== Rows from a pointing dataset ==
============

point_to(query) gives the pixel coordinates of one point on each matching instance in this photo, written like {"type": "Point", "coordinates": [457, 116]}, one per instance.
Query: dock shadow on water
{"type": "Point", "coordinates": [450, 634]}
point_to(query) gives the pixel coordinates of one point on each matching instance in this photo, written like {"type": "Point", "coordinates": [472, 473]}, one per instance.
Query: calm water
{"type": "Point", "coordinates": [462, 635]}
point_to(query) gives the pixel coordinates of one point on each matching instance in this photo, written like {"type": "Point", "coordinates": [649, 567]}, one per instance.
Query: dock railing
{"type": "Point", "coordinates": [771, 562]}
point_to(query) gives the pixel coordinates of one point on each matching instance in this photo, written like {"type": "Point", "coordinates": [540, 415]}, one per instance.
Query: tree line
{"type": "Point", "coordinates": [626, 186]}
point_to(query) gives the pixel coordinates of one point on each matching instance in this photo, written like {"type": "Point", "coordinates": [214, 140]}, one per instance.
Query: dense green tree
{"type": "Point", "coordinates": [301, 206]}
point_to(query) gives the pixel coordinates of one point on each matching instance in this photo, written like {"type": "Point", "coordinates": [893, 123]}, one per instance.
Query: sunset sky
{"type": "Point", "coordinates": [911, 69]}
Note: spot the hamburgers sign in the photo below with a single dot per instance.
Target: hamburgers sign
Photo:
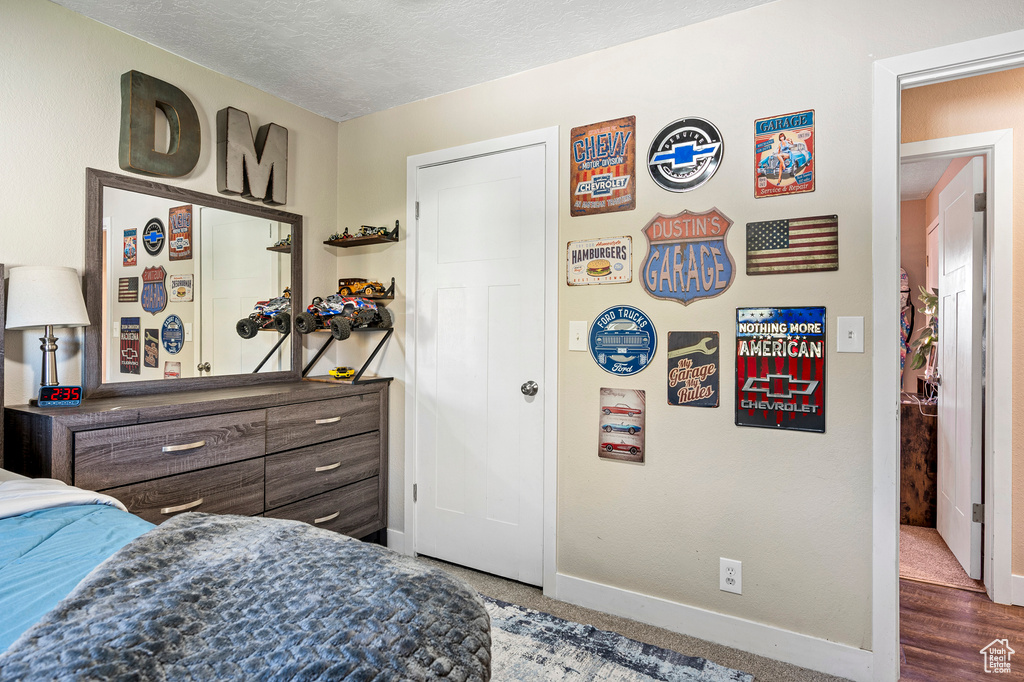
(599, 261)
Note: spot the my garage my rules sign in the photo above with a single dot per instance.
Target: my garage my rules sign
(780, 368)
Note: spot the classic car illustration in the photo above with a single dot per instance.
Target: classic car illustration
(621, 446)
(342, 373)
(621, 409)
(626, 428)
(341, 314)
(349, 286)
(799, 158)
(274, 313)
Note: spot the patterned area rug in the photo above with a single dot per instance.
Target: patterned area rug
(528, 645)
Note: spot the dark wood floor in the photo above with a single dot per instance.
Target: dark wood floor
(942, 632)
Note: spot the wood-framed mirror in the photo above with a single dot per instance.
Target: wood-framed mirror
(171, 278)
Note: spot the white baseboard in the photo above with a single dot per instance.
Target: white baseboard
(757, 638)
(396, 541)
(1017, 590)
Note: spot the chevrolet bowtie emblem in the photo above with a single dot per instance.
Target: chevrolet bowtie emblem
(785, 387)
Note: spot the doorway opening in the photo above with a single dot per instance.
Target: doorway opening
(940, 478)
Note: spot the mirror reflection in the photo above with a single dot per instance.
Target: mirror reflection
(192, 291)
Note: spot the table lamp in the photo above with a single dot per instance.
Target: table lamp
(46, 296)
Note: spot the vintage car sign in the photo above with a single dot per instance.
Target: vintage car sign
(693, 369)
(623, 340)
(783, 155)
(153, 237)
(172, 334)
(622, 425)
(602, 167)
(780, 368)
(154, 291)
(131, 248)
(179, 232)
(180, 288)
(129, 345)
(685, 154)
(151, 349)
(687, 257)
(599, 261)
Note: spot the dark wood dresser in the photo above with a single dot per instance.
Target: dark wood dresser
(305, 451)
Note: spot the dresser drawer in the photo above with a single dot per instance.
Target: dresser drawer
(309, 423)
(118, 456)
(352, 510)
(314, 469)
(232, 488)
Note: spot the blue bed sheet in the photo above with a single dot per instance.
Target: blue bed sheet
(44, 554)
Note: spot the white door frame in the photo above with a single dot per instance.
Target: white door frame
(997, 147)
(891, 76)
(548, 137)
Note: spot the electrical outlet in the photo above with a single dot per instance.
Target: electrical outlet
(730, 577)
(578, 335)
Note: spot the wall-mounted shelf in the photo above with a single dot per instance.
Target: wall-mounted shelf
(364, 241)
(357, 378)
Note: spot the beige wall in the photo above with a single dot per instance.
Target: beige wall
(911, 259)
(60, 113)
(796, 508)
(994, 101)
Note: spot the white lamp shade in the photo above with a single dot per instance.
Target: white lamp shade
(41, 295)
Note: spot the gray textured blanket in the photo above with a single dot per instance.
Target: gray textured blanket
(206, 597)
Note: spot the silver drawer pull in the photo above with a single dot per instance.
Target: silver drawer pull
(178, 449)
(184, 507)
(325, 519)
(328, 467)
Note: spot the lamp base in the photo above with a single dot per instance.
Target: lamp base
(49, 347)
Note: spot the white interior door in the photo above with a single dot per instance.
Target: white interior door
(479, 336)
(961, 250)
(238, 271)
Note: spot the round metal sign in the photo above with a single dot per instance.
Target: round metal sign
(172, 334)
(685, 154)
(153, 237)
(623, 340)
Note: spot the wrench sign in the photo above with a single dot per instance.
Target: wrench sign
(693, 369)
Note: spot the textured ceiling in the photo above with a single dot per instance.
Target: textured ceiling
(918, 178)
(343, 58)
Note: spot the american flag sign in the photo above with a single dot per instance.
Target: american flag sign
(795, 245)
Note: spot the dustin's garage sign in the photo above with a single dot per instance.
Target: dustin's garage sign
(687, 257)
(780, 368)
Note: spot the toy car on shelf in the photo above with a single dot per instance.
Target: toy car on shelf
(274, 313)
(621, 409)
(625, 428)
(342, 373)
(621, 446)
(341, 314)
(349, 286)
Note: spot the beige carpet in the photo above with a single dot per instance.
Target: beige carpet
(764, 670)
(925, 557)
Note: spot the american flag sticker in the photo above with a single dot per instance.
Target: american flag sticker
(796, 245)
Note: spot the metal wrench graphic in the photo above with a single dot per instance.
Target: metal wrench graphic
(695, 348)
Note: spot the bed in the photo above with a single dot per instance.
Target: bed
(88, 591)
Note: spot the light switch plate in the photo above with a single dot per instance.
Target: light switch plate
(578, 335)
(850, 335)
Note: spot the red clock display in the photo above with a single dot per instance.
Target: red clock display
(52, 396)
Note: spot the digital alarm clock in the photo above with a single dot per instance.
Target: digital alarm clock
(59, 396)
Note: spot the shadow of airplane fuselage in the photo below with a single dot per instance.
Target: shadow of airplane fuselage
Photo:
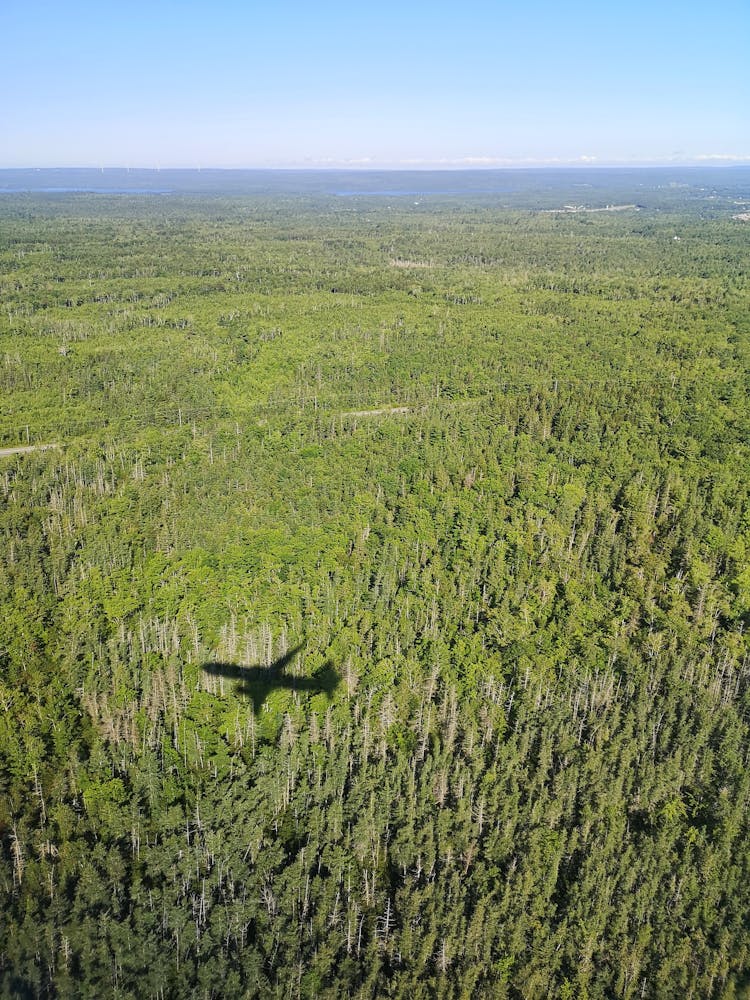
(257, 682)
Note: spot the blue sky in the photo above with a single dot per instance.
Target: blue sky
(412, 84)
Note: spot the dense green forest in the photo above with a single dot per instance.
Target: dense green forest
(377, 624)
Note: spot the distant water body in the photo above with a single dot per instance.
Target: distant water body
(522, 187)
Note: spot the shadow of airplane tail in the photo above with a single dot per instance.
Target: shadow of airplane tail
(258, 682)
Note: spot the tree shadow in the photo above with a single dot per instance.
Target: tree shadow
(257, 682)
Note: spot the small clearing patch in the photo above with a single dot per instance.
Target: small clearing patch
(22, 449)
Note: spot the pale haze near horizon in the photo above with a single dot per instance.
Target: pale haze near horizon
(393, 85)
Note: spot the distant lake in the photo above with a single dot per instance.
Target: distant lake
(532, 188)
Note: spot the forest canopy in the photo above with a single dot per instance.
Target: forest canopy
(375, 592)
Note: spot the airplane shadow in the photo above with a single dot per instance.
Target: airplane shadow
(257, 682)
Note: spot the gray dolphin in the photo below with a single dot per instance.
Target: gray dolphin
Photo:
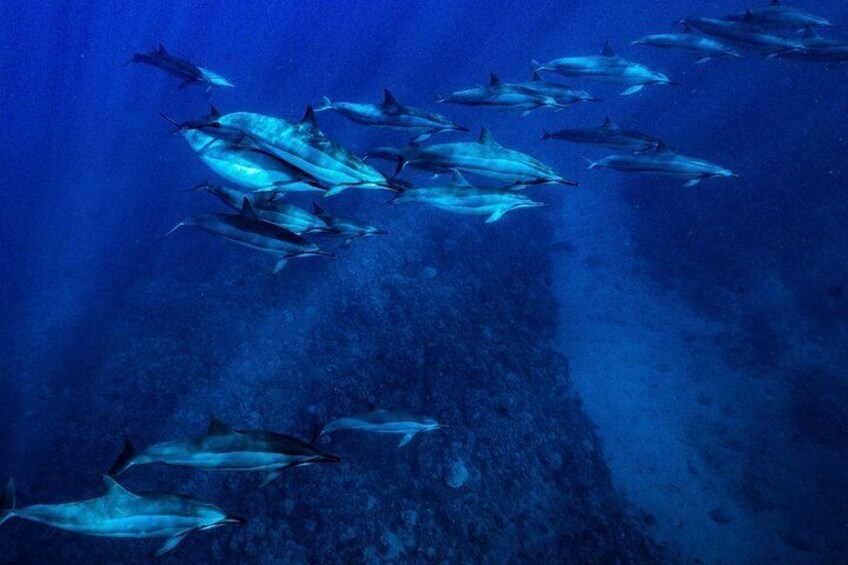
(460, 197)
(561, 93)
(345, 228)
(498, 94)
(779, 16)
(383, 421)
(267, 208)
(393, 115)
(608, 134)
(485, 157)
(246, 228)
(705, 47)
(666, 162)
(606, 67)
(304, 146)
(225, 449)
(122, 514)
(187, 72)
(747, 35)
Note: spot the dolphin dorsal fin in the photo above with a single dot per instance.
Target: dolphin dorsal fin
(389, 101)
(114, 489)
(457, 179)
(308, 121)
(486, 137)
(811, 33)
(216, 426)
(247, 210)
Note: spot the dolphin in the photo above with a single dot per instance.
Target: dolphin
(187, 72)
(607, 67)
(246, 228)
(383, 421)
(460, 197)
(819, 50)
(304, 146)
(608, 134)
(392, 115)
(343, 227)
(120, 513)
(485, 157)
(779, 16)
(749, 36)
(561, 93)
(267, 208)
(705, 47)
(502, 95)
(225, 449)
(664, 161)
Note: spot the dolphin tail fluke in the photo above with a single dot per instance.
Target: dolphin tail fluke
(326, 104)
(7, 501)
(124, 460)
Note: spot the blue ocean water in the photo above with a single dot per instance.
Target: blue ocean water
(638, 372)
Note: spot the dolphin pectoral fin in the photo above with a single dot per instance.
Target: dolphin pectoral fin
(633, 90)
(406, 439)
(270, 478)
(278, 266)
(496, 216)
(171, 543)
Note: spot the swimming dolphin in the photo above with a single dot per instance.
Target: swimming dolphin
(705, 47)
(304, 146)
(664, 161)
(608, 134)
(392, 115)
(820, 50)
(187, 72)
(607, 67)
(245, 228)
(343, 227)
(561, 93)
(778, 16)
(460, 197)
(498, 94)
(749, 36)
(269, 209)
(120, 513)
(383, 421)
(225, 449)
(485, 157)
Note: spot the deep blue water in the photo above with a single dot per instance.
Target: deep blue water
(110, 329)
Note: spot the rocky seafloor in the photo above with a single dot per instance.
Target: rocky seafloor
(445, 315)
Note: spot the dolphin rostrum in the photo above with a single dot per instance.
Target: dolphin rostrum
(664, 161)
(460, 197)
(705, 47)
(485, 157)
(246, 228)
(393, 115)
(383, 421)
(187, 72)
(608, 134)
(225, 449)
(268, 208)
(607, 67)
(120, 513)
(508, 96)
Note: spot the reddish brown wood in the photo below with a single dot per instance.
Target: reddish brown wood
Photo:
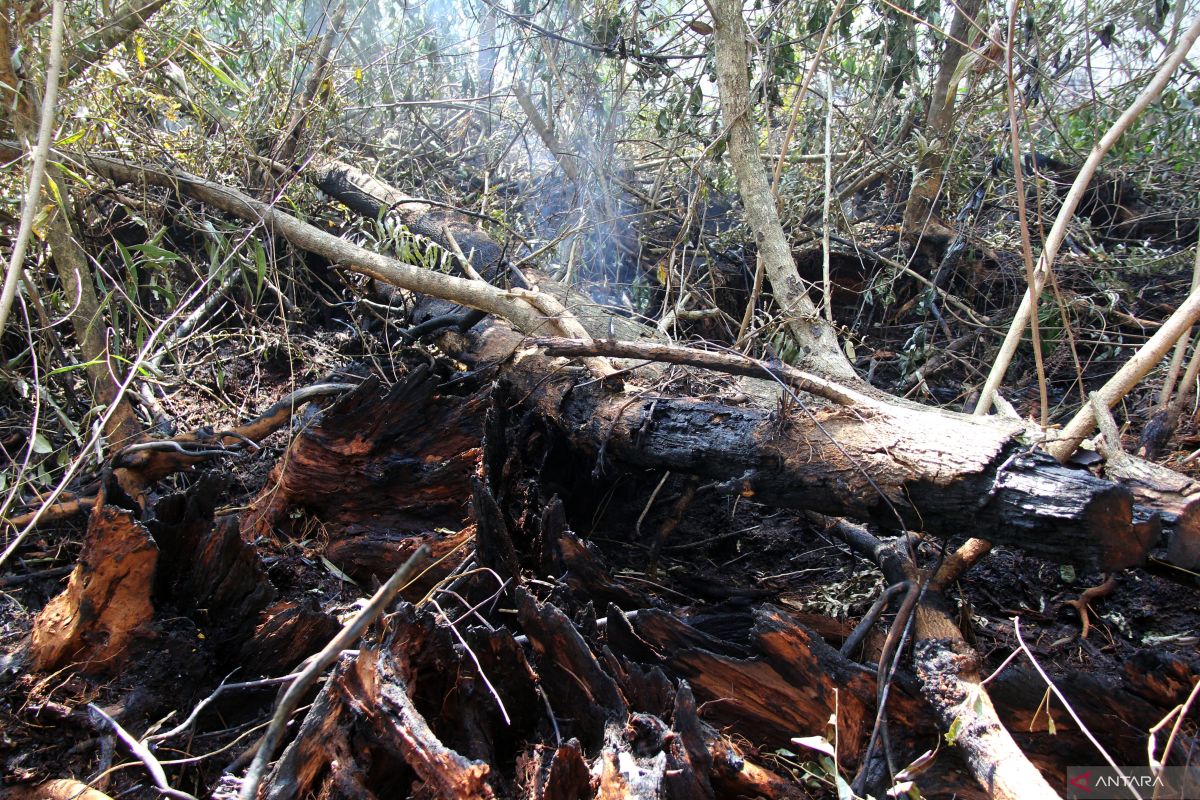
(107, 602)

============

== Directions for this task ==
Return, unchanged, the lines from the one containing "Note: spot the rocky" down to the end of the entries above, inclusive. Images are left out.

== Finished answer ==
Note: spot the rocky seafloor in the photo above with a single dot per instance.
Target: rocky seafloor
(445, 315)
Note: spot the dolphin rostrum in the photo above with a single dot per instance.
Target: dolphin rostrum
(664, 161)
(460, 197)
(705, 47)
(485, 157)
(246, 228)
(393, 115)
(383, 421)
(187, 72)
(608, 134)
(225, 449)
(268, 208)
(607, 67)
(120, 513)
(508, 96)
Note: spot the reddish brown wood in the photo below with a single dot per instance.
Target: reddish brown wood
Photo:
(107, 602)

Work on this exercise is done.